Saved entries:
═══

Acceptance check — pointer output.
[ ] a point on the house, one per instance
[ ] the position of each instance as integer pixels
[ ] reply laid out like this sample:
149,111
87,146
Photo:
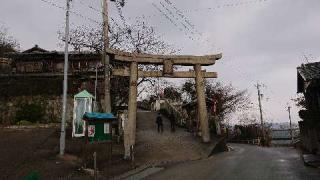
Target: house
36,76
38,60
308,83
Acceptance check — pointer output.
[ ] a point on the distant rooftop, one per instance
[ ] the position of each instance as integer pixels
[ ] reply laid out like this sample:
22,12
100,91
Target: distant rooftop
35,49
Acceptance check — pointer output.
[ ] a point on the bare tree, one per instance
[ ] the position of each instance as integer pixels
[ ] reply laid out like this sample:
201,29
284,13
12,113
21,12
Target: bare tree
229,99
138,37
7,42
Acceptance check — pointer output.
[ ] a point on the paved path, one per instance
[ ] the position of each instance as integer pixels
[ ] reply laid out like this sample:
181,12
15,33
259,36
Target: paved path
156,148
245,162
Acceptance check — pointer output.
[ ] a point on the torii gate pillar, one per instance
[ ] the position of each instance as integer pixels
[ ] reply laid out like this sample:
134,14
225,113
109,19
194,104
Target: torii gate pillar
202,108
130,132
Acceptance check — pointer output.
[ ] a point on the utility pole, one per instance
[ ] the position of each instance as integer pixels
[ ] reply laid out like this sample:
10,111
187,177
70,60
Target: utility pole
105,57
260,107
291,134
65,84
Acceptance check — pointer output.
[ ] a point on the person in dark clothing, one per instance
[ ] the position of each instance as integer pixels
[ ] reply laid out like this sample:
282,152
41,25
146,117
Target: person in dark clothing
159,123
172,123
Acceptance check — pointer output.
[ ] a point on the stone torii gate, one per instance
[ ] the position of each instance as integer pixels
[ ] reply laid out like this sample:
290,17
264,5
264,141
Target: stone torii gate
168,61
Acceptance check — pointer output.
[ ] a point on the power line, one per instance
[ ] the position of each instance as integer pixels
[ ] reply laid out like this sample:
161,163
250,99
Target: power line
227,5
73,12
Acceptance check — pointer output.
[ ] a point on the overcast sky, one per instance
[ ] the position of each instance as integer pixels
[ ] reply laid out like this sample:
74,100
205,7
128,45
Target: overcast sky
261,40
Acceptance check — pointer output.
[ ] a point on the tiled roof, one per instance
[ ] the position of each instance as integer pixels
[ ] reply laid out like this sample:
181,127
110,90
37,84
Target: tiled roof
35,49
310,71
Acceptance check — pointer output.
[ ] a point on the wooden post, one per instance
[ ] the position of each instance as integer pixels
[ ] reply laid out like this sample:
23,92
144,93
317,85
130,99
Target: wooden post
202,108
132,114
105,57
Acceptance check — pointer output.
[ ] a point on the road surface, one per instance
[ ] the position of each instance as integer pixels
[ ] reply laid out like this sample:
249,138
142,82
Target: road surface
245,162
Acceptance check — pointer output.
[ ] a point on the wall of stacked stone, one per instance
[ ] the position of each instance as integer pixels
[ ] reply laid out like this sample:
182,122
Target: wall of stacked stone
46,92
310,130
52,106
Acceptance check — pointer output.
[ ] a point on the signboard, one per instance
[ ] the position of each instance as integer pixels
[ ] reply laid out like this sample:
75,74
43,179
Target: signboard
91,130
106,128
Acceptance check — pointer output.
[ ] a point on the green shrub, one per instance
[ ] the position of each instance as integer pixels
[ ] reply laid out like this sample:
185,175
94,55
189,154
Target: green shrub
30,112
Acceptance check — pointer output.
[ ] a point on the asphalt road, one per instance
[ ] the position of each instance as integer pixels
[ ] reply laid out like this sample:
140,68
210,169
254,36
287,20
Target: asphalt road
245,162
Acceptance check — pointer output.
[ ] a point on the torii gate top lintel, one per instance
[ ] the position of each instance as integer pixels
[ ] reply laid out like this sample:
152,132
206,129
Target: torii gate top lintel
161,59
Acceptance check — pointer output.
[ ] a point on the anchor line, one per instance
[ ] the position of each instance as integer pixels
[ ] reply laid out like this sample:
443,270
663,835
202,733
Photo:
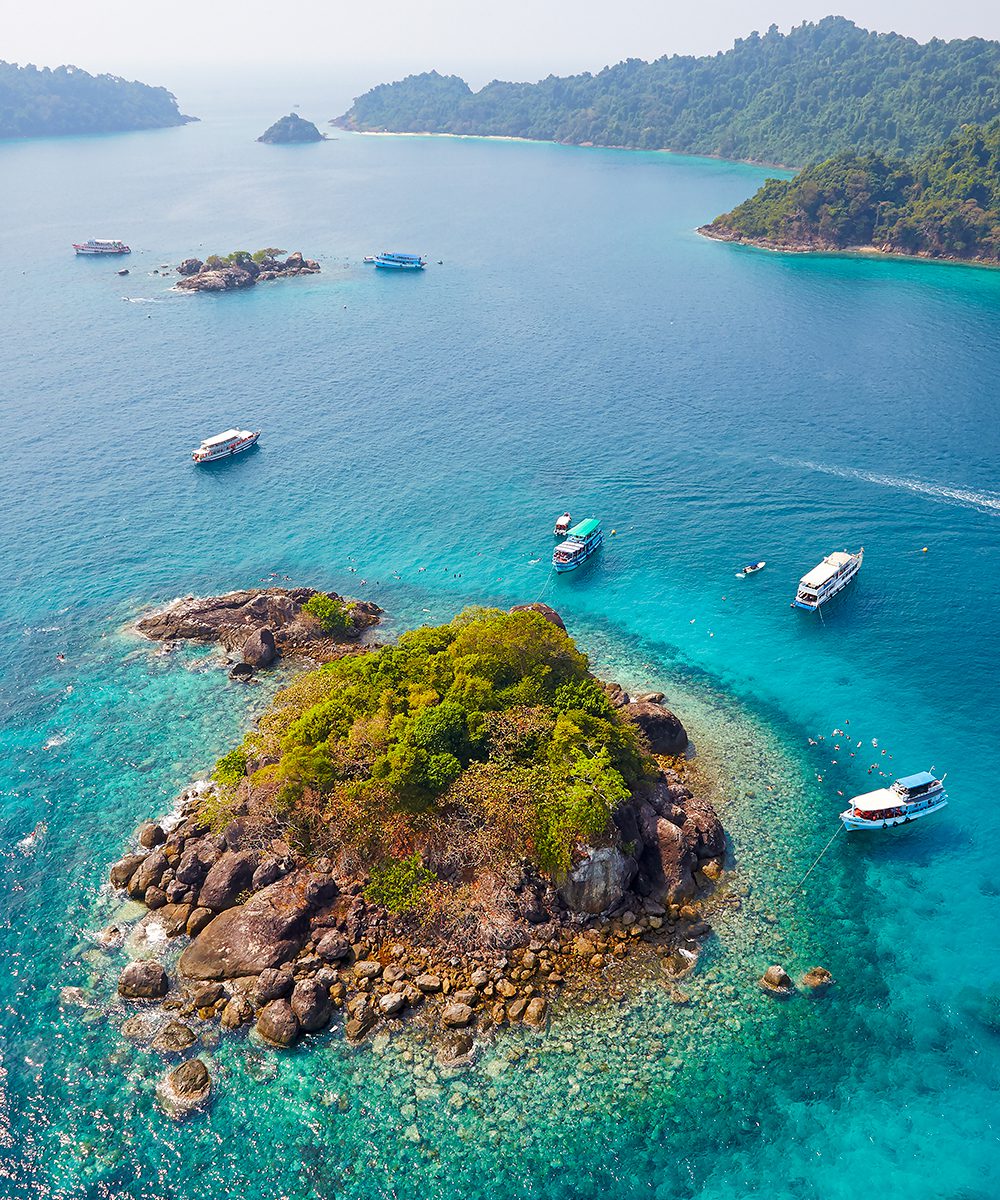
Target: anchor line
816,861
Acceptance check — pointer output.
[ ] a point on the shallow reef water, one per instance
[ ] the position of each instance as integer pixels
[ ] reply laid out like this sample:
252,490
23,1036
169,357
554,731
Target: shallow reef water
579,347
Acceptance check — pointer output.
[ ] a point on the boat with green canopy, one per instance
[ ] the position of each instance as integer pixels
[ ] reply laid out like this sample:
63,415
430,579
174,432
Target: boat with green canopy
580,543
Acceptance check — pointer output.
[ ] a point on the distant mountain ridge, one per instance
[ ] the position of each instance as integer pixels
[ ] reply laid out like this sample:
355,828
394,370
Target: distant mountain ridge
45,102
777,99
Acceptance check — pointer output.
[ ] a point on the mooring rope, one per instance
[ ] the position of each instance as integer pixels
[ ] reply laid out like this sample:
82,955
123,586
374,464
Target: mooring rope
816,861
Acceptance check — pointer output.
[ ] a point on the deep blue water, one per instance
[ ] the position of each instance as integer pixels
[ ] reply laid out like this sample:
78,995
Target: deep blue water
579,346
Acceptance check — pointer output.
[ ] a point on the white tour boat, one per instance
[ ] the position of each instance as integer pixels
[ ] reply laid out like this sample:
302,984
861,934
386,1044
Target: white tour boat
226,444
908,799
580,543
101,246
832,575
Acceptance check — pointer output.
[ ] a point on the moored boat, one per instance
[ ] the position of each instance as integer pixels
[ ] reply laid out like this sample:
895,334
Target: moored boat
397,262
101,246
832,575
225,445
908,799
580,543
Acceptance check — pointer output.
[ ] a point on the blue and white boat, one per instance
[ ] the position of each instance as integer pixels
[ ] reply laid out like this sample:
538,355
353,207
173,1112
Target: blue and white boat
395,262
580,543
832,575
908,799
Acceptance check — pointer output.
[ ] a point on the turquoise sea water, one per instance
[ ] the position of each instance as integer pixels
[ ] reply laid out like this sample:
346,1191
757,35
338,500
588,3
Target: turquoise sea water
578,347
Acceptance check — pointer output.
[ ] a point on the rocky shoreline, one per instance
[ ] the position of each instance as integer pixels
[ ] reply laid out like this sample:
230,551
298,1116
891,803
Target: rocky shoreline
241,270
818,246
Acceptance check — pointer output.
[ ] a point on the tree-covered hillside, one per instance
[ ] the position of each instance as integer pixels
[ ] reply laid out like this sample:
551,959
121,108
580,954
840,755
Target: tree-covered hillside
780,99
42,102
946,202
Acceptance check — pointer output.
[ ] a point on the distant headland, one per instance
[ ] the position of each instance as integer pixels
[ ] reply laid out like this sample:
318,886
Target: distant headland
795,97
289,130
942,204
461,826
42,102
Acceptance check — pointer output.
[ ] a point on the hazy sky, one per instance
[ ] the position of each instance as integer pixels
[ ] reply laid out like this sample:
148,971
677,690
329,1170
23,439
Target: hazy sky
514,39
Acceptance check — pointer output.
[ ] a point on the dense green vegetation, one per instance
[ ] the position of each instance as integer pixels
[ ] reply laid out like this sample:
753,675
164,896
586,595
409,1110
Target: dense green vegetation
944,203
780,99
41,102
473,745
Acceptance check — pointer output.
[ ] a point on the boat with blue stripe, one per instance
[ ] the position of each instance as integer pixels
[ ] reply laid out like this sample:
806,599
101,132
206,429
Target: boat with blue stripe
393,261
580,543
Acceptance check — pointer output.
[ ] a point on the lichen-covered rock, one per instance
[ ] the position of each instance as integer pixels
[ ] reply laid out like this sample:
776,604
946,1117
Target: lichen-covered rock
227,880
143,979
277,1024
776,979
456,1015
311,1005
599,881
259,649
333,947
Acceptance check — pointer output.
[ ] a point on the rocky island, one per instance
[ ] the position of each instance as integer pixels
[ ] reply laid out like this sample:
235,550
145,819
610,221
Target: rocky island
240,269
291,130
459,827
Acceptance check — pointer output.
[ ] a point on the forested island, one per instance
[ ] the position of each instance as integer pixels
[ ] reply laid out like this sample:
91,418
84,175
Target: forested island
43,102
289,130
941,203
774,99
460,826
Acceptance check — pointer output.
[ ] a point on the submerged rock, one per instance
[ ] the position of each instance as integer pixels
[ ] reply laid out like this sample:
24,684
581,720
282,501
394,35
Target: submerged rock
144,979
174,1037
185,1089
777,981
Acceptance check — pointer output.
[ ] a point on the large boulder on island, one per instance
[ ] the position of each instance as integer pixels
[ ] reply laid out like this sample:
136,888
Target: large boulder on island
663,730
144,979
289,130
599,881
267,931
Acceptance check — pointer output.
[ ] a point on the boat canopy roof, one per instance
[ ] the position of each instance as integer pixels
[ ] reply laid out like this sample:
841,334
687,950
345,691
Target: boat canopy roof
826,570
874,802
226,437
922,779
585,528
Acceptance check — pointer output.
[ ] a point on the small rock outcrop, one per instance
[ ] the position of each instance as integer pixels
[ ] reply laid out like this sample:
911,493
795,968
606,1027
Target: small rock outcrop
291,130
240,270
258,624
144,979
185,1089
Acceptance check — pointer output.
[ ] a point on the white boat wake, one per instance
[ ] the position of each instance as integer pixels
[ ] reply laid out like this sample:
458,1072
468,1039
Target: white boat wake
983,501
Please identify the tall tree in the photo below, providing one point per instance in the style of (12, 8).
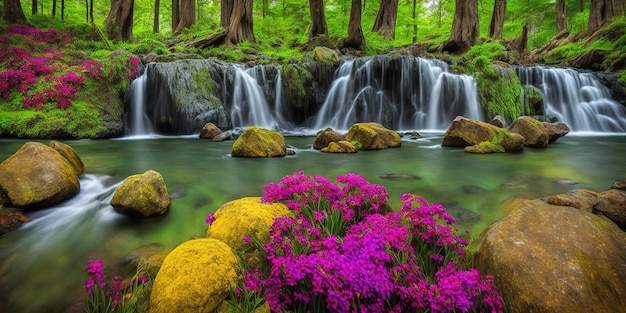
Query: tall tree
(600, 14)
(318, 19)
(155, 23)
(561, 15)
(497, 19)
(240, 27)
(119, 22)
(465, 30)
(13, 12)
(186, 15)
(355, 37)
(385, 23)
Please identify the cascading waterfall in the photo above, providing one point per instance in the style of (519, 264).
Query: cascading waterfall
(401, 93)
(577, 99)
(138, 122)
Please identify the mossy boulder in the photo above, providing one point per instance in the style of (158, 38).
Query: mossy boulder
(37, 176)
(548, 258)
(70, 155)
(340, 147)
(142, 195)
(534, 133)
(465, 132)
(259, 143)
(325, 137)
(195, 277)
(245, 217)
(373, 136)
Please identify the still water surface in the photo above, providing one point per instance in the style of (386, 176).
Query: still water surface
(42, 264)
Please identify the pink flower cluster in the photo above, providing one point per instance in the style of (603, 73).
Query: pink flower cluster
(405, 261)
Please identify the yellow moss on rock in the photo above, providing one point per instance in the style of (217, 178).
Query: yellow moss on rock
(245, 217)
(195, 277)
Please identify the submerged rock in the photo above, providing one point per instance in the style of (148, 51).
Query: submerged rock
(37, 176)
(259, 143)
(195, 277)
(142, 195)
(534, 133)
(485, 138)
(373, 136)
(548, 258)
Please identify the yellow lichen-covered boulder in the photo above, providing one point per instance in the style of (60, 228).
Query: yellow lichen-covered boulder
(259, 143)
(548, 258)
(70, 155)
(464, 132)
(373, 136)
(534, 132)
(245, 217)
(142, 195)
(195, 277)
(37, 176)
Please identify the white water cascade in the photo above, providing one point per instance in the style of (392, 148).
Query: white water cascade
(404, 94)
(577, 99)
(138, 123)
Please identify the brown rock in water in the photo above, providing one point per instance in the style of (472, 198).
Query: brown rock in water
(555, 130)
(548, 258)
(612, 204)
(325, 137)
(259, 143)
(142, 195)
(464, 132)
(209, 131)
(340, 147)
(37, 176)
(581, 199)
(534, 133)
(373, 136)
(70, 155)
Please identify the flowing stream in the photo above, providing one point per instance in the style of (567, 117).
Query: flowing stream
(42, 264)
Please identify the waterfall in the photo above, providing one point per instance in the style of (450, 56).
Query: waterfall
(138, 122)
(577, 99)
(399, 93)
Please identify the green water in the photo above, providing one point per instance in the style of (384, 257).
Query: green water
(42, 264)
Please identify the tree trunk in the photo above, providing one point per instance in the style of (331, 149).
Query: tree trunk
(240, 27)
(175, 14)
(385, 23)
(13, 12)
(355, 38)
(119, 22)
(226, 9)
(318, 20)
(497, 19)
(561, 15)
(600, 14)
(155, 24)
(186, 16)
(465, 30)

═══

- INSTRUCTIONS FOR THE TASK -
Working from the records above, write out verbatim only the lines from the line containing "[ ] a point on the hazy sky, one per instance" through the line containing "[ ] a point on the dense".

- TASK OUTPUT -
[ ] a point on the hazy sky, one per instance
[ ] the position of each instance as integer pixels
[ ] reply laid out like this sample:
148,971
677,690
329,1170
23,439
Target: hazy sky
514,39
Acceptance check — pointer output.
[ ] a point on the dense green vegetation, one per instance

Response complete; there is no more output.